Data for this task: Begin

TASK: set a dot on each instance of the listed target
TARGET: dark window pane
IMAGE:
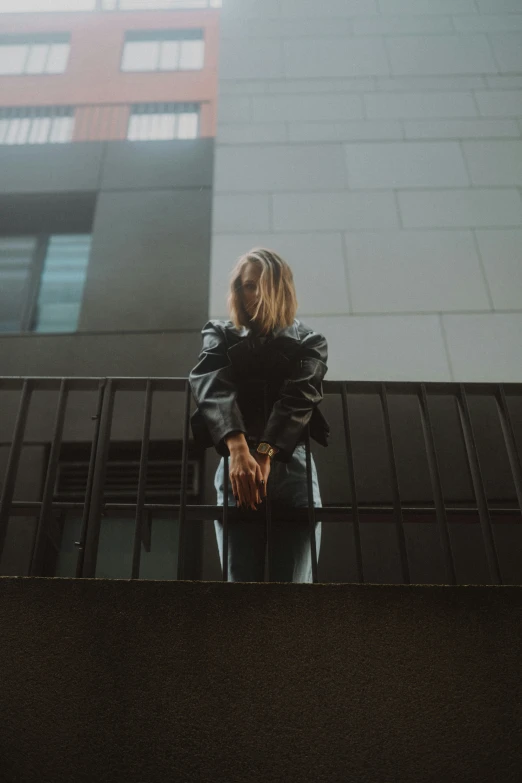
(63, 279)
(16, 255)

Data for this task: End

§ **Exercise**
Set down the whole listing word for word, omitting the pictures.

§ **Result of the exercise**
TASK: set a dot on each instance of the listed target
TARGET: dark window pane
IMAGE:
(63, 279)
(16, 255)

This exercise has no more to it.